━━ TEXTAUSZUG ━━

Was sagt der Brief über Natascha?

Gerichtspsychiater Reinhard Haller analysiert im Interview den öffentlichen Appell.

Die Presse: Was ist Ihr erster Eindruck von dem Brief, den Natascha Kampusch an die Öffentlichkeit gerichtet hat?

Reinhard Haller: Ich glaube nicht, dass sie ihn allein geschrieben hat. Der Brief wirkt uneinheitlich - da gibt es einerseits kindliche Ausdrücke, andererseits psychotherapeutische wie dass "voyeuristische Grenzen überschritten wurden". Das wurde gemeinsam formuliert. Aber das ist ja nichts Schlimmes.

Inhaltlich ist der Absatz über die Beziehung zum Täter markant.

Haller: Man muss sich hüten, die Beziehung schwarz-weiß zu sehen. Sie drückt die Ambivalenz ja auch gut aus. Die Formulierung "er hat mich auf Händen getragen und mit Füßen getreten" - von der ich aber nicht glaube, dass sie von ihr stammt - deutet auf einen gespaltenen, narzisstischen Täter hin. Die Vielfältigkeit der Beziehung, die so schwierig auszudrücken ist, ist wohl mit ein Grund, warum sie so viel Wert auf den Schutz ihrer Intimsphäre legt.

Zur Intimsphäre gehört auch ihr Gefängnis?

━━━
━━ BEREITGESTELLTE DATEN ━━

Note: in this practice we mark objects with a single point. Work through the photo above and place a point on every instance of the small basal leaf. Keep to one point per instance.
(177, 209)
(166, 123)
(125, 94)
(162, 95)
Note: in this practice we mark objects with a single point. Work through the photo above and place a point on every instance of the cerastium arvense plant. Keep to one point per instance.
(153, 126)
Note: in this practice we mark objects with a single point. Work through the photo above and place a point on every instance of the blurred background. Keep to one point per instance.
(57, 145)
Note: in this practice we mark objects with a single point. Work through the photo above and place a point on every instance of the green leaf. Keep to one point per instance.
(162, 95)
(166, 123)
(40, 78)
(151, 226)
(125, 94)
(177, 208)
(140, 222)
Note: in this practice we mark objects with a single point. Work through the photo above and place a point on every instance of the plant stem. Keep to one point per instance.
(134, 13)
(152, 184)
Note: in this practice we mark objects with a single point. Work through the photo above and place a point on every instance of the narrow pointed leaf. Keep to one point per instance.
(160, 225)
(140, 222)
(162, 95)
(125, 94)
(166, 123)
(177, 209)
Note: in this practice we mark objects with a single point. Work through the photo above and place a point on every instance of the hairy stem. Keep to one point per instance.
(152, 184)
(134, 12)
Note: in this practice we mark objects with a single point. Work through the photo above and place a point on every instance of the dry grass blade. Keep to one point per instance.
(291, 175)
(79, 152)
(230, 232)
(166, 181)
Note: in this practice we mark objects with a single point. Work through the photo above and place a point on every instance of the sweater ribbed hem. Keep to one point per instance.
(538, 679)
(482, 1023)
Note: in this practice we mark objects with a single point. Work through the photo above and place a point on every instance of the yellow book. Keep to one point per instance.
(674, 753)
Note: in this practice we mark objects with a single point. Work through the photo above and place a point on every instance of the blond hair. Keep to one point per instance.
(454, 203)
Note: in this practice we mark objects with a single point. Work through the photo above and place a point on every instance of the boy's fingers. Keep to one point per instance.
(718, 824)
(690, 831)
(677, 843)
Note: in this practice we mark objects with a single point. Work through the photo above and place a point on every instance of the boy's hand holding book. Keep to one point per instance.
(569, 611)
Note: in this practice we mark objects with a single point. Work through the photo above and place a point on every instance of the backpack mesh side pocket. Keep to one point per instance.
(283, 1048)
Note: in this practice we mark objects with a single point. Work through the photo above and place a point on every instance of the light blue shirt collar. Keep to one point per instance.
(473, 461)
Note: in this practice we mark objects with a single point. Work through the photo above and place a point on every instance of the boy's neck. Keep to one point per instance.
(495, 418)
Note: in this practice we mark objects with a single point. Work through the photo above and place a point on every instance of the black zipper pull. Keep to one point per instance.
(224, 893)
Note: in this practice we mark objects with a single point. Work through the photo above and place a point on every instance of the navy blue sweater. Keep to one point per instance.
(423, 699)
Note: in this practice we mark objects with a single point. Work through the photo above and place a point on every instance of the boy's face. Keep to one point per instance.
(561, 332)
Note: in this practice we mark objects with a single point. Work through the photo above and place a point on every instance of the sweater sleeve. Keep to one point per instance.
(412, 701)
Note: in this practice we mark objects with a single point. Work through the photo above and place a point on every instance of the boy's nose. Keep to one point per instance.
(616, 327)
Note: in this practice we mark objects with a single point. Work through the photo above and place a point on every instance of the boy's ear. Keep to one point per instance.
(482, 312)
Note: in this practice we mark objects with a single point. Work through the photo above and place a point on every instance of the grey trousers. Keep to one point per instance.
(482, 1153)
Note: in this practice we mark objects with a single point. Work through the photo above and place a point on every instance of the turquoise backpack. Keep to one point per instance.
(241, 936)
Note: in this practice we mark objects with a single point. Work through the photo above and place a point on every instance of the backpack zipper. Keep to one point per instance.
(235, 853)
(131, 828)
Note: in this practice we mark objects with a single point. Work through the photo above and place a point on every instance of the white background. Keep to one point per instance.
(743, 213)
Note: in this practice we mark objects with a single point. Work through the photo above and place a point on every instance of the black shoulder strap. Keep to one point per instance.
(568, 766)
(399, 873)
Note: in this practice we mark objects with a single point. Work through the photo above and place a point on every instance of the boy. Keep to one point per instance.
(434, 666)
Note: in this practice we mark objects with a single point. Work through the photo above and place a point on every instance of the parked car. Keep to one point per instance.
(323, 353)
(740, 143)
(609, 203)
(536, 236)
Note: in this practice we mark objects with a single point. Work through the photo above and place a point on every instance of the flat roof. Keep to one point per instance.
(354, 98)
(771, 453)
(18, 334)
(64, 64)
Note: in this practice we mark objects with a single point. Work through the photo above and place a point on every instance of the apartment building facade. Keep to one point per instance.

━━━

- _AUFGABEN_:
1/ Nennen Sie alle Sätze aus dem Interview mit Reinhard Haller, die mit einem Fragezeichen enden, einschließlich der Überschrift.
2/ Beantworten Sie anhand des Interviews mit Reinhard Haller die folgenden Fragen:
(a) Welchen Beruf hat Reinhard Haller laut Einleitung?
(b) Welche zwei Arten von Ausdrücken findet Haller im Brief?
(c) Auf welche Art von Täter deutet laut Haller die Formulierung "er hat mich auf Händen getragen und mit Füßen getreten" hin?
3/ Setzen Sie das Interview mit Reinhard Haller fort. Beginnen Sie mit Hallers Antwort auf die zuletzt gestellte Frage.

- _ANTWORTEN_:
1/
- Was sagt der Brief über Natascha?
- Was ist Ihr erster Eindruck von dem Brief, den Natascha Kampusch an die Öffentlichkeit gerichtet hat?
- Zur Intimsphäre gehört auch ihr Gefängnis?

2/
(a) Er ist Gerichtspsychiater.
(b) Er findet kindliche und psychotherapeutische Ausdrücke.
(c) Sie deutet auf einen gespaltenen, narzisstischen Täter hin.

3/
Haller: In acht Jahren wird das trotz allem zum Nest. Das kennt man von Leuten, die nach langjährigen Gefängnisstrafen entlassen wurden.

Als Laie sagt man: Der Ton des Briefs ist selbstbewusst, kämpferisch.

Haller: Wenn Natascha das Verhältnis positiv darstellt, tut sie das auch, um ihren Lebenswillen zu demonstrieren. Wenn sie es selbst so geschrieben hat, dann wäre das bemerkenswert selbstbewusst und souverän. Zum Beispiel, wenn sie in diesem Schlamassel auch die positiven Seiten sieht und großes Verständnis ausdrückt. Ich nehme aber auch an, dass die therapeutischen Gespräche derzeit in diese Richtung laufen.

Glauben Sie, dass sie so stark ist wie sie klingt?

Haller: Nein. Aber, selbst wenn sie es nur in Grundzügen so formuliert hat, klingt das nach einem relativ gesunden Ich und so als ob sie relativ wenige sehr schwer traumatische Folgen hat.